Data extract:
-- Opening Marker --

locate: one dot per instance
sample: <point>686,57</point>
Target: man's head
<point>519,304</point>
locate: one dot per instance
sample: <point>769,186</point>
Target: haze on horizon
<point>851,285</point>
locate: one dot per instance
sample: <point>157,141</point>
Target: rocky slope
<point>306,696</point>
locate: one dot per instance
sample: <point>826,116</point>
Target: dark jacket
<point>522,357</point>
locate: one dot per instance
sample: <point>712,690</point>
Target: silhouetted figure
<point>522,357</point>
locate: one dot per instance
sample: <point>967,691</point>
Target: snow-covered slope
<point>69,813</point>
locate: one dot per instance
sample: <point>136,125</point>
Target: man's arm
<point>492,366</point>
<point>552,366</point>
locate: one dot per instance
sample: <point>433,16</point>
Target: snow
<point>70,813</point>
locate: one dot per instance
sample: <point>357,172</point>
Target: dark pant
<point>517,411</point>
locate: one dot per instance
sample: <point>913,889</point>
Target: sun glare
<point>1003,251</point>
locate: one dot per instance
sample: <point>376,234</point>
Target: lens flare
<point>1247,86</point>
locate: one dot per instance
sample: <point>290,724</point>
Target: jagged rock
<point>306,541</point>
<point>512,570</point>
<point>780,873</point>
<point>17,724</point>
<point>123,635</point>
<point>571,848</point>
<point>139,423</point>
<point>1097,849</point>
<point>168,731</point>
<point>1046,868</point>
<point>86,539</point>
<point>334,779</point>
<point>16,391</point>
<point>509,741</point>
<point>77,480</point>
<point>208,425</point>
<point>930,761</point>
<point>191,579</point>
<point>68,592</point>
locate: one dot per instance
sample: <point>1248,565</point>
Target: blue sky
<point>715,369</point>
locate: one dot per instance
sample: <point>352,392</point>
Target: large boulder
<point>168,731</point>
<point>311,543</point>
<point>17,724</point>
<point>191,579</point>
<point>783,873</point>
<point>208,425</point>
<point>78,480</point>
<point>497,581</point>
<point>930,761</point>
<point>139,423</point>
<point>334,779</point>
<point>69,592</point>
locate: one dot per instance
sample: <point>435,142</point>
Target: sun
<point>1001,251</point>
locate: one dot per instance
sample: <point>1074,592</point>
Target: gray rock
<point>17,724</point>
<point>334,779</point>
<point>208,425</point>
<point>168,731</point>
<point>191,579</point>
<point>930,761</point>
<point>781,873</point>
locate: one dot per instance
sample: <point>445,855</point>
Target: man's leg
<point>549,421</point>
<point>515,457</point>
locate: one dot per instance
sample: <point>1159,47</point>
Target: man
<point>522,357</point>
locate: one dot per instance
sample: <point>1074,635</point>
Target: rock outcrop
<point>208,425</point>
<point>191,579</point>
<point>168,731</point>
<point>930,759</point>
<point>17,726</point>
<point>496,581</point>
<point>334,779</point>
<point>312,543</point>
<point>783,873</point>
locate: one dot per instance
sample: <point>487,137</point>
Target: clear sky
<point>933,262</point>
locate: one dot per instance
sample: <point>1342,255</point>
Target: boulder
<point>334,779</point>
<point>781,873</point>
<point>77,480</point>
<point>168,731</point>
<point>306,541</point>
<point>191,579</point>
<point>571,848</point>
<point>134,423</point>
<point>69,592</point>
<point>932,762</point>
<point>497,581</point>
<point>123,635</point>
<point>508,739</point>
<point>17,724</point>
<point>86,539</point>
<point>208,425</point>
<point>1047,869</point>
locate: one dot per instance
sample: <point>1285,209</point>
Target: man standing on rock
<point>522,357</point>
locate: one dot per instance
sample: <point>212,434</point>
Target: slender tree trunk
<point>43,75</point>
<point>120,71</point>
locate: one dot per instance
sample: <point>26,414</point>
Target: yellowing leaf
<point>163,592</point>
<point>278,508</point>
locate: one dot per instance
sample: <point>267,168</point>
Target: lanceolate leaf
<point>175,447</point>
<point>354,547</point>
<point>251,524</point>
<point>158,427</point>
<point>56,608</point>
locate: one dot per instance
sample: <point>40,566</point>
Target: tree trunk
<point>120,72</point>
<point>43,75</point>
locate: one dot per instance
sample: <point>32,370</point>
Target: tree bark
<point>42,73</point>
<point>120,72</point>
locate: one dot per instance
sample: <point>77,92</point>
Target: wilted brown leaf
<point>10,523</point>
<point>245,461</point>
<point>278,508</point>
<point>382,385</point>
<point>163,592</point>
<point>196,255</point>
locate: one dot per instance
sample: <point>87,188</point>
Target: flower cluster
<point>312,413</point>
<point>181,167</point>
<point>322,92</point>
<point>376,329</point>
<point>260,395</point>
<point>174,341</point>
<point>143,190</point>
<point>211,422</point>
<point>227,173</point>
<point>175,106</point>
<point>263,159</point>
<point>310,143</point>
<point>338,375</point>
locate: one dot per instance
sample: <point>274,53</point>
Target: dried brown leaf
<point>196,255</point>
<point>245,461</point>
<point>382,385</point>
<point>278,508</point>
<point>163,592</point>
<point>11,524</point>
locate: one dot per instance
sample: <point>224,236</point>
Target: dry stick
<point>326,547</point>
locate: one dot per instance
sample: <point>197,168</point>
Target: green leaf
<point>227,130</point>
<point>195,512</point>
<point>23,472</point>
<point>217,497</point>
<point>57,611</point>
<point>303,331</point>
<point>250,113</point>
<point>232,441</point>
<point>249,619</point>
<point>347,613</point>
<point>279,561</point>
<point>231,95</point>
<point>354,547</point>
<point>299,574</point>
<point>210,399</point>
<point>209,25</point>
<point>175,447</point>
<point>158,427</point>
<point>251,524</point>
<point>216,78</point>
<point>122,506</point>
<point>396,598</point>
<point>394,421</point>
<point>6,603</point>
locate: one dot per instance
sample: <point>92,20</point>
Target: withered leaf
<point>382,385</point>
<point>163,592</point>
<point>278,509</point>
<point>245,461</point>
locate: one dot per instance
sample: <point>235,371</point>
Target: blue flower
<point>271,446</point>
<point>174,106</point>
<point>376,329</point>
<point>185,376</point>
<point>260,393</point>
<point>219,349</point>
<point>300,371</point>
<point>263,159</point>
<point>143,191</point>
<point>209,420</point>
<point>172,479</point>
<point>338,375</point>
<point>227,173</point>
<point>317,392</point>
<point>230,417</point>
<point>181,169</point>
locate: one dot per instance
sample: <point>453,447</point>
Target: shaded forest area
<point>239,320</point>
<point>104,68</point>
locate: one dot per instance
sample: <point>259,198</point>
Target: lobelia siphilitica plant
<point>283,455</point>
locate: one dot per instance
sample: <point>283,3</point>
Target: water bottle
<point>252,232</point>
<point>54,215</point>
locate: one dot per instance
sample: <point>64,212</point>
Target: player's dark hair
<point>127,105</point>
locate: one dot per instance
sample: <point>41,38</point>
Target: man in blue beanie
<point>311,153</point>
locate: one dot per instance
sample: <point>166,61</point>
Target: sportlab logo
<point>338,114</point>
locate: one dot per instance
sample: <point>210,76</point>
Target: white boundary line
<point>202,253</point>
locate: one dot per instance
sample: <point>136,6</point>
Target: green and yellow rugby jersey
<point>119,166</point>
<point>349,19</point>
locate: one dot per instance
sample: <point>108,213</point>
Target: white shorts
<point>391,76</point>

-- Closing Marker --

Exercise directions: Print the data word for word.

Your response:
locate: one dot per instance
sample: <point>686,57</point>
Target: man's head
<point>519,304</point>
locate: one dot per instance
sample: <point>769,186</point>
Target: haze on horizon
<point>851,285</point>
locate: one dot per instance
sample: <point>157,141</point>
Target: rocky slope
<point>306,696</point>
locate: one dot per instance
sample: <point>826,116</point>
Target: dark jacket
<point>522,357</point>
locate: one dot per instance
sample: <point>712,690</point>
Target: silhouetted figure
<point>522,357</point>
locate: one dot per instance
sample: <point>967,691</point>
Target: snow-covered slope
<point>69,813</point>
locate: one dot per instance
sample: <point>136,125</point>
Target: man's arm
<point>492,366</point>
<point>552,366</point>
locate: one dot per instance
sample: <point>433,16</point>
Target: snow
<point>70,813</point>
locate: one dot per instance
sample: <point>357,172</point>
Target: dark pant
<point>517,411</point>
locate: one dot per instance
sample: <point>913,889</point>
Target: sun glare
<point>1003,251</point>
locate: one dot per instance
sample: <point>376,234</point>
Target: lens flare
<point>1247,86</point>
locate: one dot per instance
sample: <point>290,724</point>
Target: jagged rock
<point>306,541</point>
<point>512,570</point>
<point>780,873</point>
<point>17,724</point>
<point>123,635</point>
<point>571,848</point>
<point>139,423</point>
<point>1097,849</point>
<point>168,731</point>
<point>1046,868</point>
<point>86,539</point>
<point>334,779</point>
<point>16,391</point>
<point>509,741</point>
<point>77,480</point>
<point>208,425</point>
<point>930,761</point>
<point>191,579</point>
<point>68,592</point>
locate: one dot per instance
sample: <point>1248,565</point>
Target: blue sky
<point>715,369</point>
locate: one dot per instance
sample: <point>352,392</point>
Target: large boulder
<point>168,731</point>
<point>311,543</point>
<point>17,724</point>
<point>191,579</point>
<point>783,873</point>
<point>208,425</point>
<point>78,480</point>
<point>497,581</point>
<point>930,761</point>
<point>139,423</point>
<point>334,779</point>
<point>69,592</point>
locate: one dot per instance
sample: <point>435,142</point>
Target: sun
<point>1001,251</point>
locate: one dot per instance
sample: <point>1074,592</point>
Target: gray rock
<point>17,724</point>
<point>334,779</point>
<point>208,425</point>
<point>168,731</point>
<point>191,579</point>
<point>930,761</point>
<point>781,873</point>
locate: one dot per instance
sample: <point>445,855</point>
Target: man's leg
<point>549,421</point>
<point>515,457</point>
locate: one dot per instance
sample: <point>1159,47</point>
Target: man
<point>522,357</point>
locate: one dot per instance
sample: <point>1074,635</point>
Target: rock outcrop
<point>208,425</point>
<point>191,579</point>
<point>168,731</point>
<point>930,759</point>
<point>17,726</point>
<point>496,581</point>
<point>334,779</point>
<point>312,543</point>
<point>783,873</point>
locate: one dot per instance
sample: <point>487,137</point>
Target: clear sky
<point>933,262</point>
locate: one dot per instance
sample: <point>1342,255</point>
Target: boulder
<point>334,779</point>
<point>781,873</point>
<point>77,480</point>
<point>168,731</point>
<point>306,541</point>
<point>191,579</point>
<point>571,848</point>
<point>134,423</point>
<point>69,592</point>
<point>932,762</point>
<point>497,581</point>
<point>123,635</point>
<point>508,739</point>
<point>17,724</point>
<point>86,539</point>
<point>208,425</point>
<point>1047,869</point>
locate: one dot per instance
sample: <point>1285,209</point>
Target: man standing on rock
<point>522,357</point>
locate: one dot per instance
sample: <point>212,434</point>
Target: slender tree trunk
<point>43,75</point>
<point>120,71</point>
locate: one dot per instance
sample: <point>26,414</point>
Target: yellowing leaf
<point>163,592</point>
<point>278,508</point>
locate: one dot per instance
sample: <point>267,168</point>
Target: lanceolate leaf
<point>175,447</point>
<point>354,547</point>
<point>251,524</point>
<point>158,427</point>
<point>56,608</point>
locate: one dot per instance
sample: <point>40,566</point>
Target: tree trunk
<point>120,72</point>
<point>43,75</point>
locate: one dot per instance
sample: <point>32,370</point>
Target: tree bark
<point>42,73</point>
<point>120,72</point>
locate: one dot per instance
sample: <point>77,92</point>
Target: wilted brown leaf
<point>10,523</point>
<point>245,461</point>
<point>278,508</point>
<point>382,385</point>
<point>163,592</point>
<point>196,255</point>
locate: one dot per instance
sample: <point>87,188</point>
Target: flower cluster
<point>312,413</point>
<point>181,167</point>
<point>322,92</point>
<point>376,329</point>
<point>260,395</point>
<point>174,341</point>
<point>143,190</point>
<point>211,422</point>
<point>227,173</point>
<point>175,106</point>
<point>263,159</point>
<point>310,143</point>
<point>338,375</point>
locate: one dot per instance
sample: <point>274,53</point>
Target: dried brown leaf
<point>196,255</point>
<point>245,461</point>
<point>382,385</point>
<point>278,508</point>
<point>163,592</point>
<point>11,524</point>
locate: one dot per instance
sample: <point>224,236</point>
Target: dry stick
<point>326,547</point>
locate: one dot per instance
sample: <point>197,168</point>
Target: green leaf
<point>227,130</point>
<point>195,512</point>
<point>23,472</point>
<point>217,497</point>
<point>57,611</point>
<point>303,331</point>
<point>250,113</point>
<point>232,441</point>
<point>249,619</point>
<point>347,613</point>
<point>279,561</point>
<point>231,95</point>
<point>354,547</point>
<point>299,574</point>
<point>210,399</point>
<point>209,25</point>
<point>175,447</point>
<point>158,427</point>
<point>251,524</point>
<point>216,78</point>
<point>122,506</point>
<point>396,598</point>
<point>394,421</point>
<point>6,603</point>
locate: one dot per instance
sample: <point>92,20</point>
Target: withered leaf
<point>382,385</point>
<point>163,592</point>
<point>278,509</point>
<point>245,461</point>
locate: one dot per instance
sample: <point>235,371</point>
Target: blue flower
<point>271,446</point>
<point>174,106</point>
<point>376,329</point>
<point>185,376</point>
<point>260,393</point>
<point>219,349</point>
<point>300,371</point>
<point>263,159</point>
<point>143,191</point>
<point>209,420</point>
<point>172,479</point>
<point>338,375</point>
<point>227,173</point>
<point>317,392</point>
<point>230,417</point>
<point>181,169</point>
locate: one dot per instance
sample: <point>453,447</point>
Target: shaded forest area
<point>239,320</point>
<point>104,68</point>
locate: one dot per instance
sample: <point>259,198</point>
Target: lobelia siphilitica plant
<point>283,455</point>
locate: one dot per instance
sample: <point>283,3</point>
Target: water bottle
<point>252,232</point>
<point>54,215</point>
locate: one dot per instance
sample: <point>64,212</point>
Target: player's dark hair
<point>127,105</point>
locate: one dot per instance
sample: <point>41,38</point>
Target: man in blue beanie
<point>311,153</point>
locate: one dot per instance
sample: <point>166,61</point>
Target: sportlab logo
<point>338,114</point>
locate: one dot per instance
sample: <point>210,76</point>
Target: white boundary line
<point>202,253</point>
locate: one dot per instance
sample: <point>136,6</point>
Target: green and yellow rugby jersey
<point>119,166</point>
<point>349,19</point>
locate: one dot per instance
sample: <point>108,213</point>
Target: white shorts
<point>391,76</point>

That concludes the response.